# WHAT TO DO
A complete transcription of the material, exact in every line, is what is wanted.

# DATASET CONTENT
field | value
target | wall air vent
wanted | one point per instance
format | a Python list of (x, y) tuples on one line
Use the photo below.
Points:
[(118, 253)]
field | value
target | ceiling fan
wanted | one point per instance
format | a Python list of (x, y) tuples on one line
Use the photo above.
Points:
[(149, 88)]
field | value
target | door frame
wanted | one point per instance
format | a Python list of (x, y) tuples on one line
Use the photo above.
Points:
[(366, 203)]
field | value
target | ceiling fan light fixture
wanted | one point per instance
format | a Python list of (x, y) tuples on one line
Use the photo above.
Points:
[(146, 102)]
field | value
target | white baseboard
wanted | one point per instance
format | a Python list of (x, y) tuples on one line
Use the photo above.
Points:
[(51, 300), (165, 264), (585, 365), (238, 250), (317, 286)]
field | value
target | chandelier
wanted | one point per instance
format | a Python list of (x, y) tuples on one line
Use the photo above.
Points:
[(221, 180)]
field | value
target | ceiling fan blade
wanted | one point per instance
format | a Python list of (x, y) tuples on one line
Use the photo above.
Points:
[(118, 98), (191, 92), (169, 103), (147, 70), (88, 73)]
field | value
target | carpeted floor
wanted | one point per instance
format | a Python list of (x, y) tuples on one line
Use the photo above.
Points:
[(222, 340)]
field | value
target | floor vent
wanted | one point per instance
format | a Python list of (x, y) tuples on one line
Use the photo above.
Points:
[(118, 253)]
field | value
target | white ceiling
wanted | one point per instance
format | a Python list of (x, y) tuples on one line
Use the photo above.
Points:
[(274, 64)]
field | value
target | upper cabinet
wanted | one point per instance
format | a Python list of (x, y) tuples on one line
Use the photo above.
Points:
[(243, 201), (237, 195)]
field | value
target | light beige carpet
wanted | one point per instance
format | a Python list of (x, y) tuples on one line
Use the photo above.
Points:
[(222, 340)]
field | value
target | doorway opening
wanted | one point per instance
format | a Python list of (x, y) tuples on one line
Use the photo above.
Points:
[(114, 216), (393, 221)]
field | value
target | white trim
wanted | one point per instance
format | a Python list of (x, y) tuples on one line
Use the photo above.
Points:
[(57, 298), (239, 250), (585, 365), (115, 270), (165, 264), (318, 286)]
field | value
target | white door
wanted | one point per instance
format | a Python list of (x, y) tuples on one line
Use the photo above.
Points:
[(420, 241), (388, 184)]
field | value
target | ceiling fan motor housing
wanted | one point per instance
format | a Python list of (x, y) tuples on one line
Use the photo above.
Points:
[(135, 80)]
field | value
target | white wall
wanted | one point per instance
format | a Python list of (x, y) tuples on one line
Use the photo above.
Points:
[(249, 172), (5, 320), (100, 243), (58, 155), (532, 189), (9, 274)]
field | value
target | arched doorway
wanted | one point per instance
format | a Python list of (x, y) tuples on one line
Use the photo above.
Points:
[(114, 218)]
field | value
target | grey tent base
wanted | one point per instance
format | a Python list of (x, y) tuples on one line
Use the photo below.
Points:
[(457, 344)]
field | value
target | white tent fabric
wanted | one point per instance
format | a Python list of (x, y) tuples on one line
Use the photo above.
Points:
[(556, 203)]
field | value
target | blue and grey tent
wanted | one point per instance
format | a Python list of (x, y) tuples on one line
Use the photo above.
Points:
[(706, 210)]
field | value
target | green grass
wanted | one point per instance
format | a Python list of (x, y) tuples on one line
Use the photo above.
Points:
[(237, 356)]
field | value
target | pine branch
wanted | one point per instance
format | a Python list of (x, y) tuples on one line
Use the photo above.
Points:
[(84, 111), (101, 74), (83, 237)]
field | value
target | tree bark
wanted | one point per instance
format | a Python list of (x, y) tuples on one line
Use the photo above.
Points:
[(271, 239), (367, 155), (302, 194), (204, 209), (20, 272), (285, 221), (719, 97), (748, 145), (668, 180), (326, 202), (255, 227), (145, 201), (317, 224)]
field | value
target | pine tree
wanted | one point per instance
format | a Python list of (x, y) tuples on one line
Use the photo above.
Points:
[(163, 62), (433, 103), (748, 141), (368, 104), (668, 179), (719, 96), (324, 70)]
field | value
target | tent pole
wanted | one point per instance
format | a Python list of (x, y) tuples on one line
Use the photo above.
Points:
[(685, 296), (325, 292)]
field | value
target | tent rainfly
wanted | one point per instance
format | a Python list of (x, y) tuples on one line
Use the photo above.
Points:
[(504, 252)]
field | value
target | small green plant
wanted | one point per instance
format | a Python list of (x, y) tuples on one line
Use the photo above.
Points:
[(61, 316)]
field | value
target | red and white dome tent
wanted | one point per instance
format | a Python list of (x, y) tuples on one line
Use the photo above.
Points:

# PROBLEM SOLUTION
field | value
target | wall air vent
wanted | one point per instance
format | a Python list of (x, y) tuples on one line
Use the photo below.
Points:
[(118, 253)]
field | value
target | ceiling fan
wanted | one point per instance
format | a Python list of (x, y) tuples on one line
Use the photo above.
Points:
[(149, 88)]
field | value
target | door frame
wanted | one point per instance
format | a Python list of (x, y) tuples on one line
Use the photo above.
Points:
[(366, 203)]
field | value
target | ceiling fan light fixture
wanted | one point per instance
format | a Python list of (x, y) tuples on one line
Use the photo above.
Points:
[(146, 102)]
field | value
target | white baseboard
wanted | one point per instance
format | a Python list of (x, y) tuples on one line
Use the photo above.
Points:
[(51, 300), (165, 264), (585, 365), (238, 250), (317, 286)]
field | value
target | chandelier
wanted | one point per instance
format | a Python list of (x, y) tuples on one line
Use the photo above.
Points:
[(221, 180)]
field | value
target | ceiling fan blade
wanted | one point per instance
format | a Python list of (x, y) tuples on one line
Use the photo above.
Points:
[(118, 98), (191, 92), (169, 103), (147, 70), (88, 73)]
field | value
target | carpeted floor
wanted | one point per instance
format | a Python list of (x, y) tuples on one line
Use the photo above.
Points:
[(222, 340)]
field | value
target | floor vent
wanted | one point per instance
format | a Python list of (x, y) tuples on one line
Use the photo above.
Points:
[(118, 253)]
field | value
target | white ceiling
wanted | one point per instance
format | a Python list of (x, y) tuples on one line
Use the photo above.
Points:
[(274, 64)]
field | value
target | upper cabinet
wanted | one point per instance
format | a Python list of (x, y) tuples on one line
Use the photo above.
Points:
[(243, 201), (237, 195)]
field | value
target | light beige carpet
wanted | one point per instance
format | a Python list of (x, y) tuples on one line
Use the photo above.
Points:
[(222, 340)]
field | value
target | doorway opening
wanted | one point per instance
format | a Python list of (x, y) tuples on one line
Use the photo above.
Points:
[(114, 216), (393, 221)]
field | value
target | white trim
wanted | one point per instance
format | a Python list of (x, y) tuples on one line
Use the photo above.
Points:
[(57, 298), (239, 250), (585, 365), (115, 270), (165, 264), (318, 286)]
field | value
target | white door
wanted | one point per instance
format | a Python list of (x, y) tuples on one line
Use the photo above.
Points:
[(420, 241), (388, 184)]
field | value
target | ceiling fan motor housing
wanted | one point per instance
format | a Python list of (x, y) tuples on one line
Use the photo above.
Points:
[(135, 80)]
field | value
target | white wall
wanted | one point per instance
format | a Python list of (x, y) tuples on one line
Use the photo above.
Points:
[(249, 172), (5, 320), (100, 243), (58, 155), (532, 189), (9, 274)]
field | value
target | arched doorway
wanted | one point per instance
format | a Python list of (x, y) tuples on one line
Use the photo above.
Points:
[(114, 218)]
field | value
target | grey tent base
wanted | one point per instance
format | a Python list of (x, y) tuples on one line
Use the photo below.
Points:
[(457, 344)]
field | value
target | white tent fabric
wanted | one point per instance
format | a Python list of (x, y) tuples on one line
Use the photo above.
Points:
[(556, 203)]
field | value
target | blue and grey tent
wanted | one point per instance
format | a Python list of (x, y) tuples on one line
Use the photo above.
Points:
[(706, 210)]
field | value
target | green grass
wanted | one point per instance
format | a Python list of (x, y) tuples on one line
Use the photo above.
Points:
[(237, 356)]
field | value
target | pine branch
wanted | one point per instance
format | a Python list of (x, y) tuples on one line
Use the photo above.
Points:
[(84, 111), (101, 74), (83, 237)]
field | value
target | tree bark
wanted | one point per instance
format | a Python list of (x, y) tuples on one line
Use the photo above.
Points:
[(271, 239), (367, 155), (302, 194), (204, 209), (20, 272), (285, 221), (719, 97), (748, 145), (668, 180), (326, 202), (255, 227), (145, 201), (317, 224)]
field | value
target | pine tree
wanted | one point per instance
format | a Python list of (x, y) tuples on one line
Use the photo above.
Points:
[(163, 62), (433, 103), (748, 141), (368, 104), (668, 179), (719, 96), (324, 70)]
field | value
target | tent pole
wanted | one point per instance
format | a Python list of (x, y) tuples on one line
Use the photo above.
Points:
[(685, 296), (325, 292)]
field | value
target | tent rainfly
wanted | one point per instance
format | a Python list of (x, y) tuples on one line
Use the photo above.
Points:
[(504, 252)]
field | value
target | small green plant
wanted | one point per instance
format | a Python list of (x, y) tuples on one line
Use the photo above.
Points:
[(61, 316)]
field | value
target | red and white dome tent
wanted | one point per instance
format | a Python list of (x, y) tuples on one line
Use the photo above.
Points:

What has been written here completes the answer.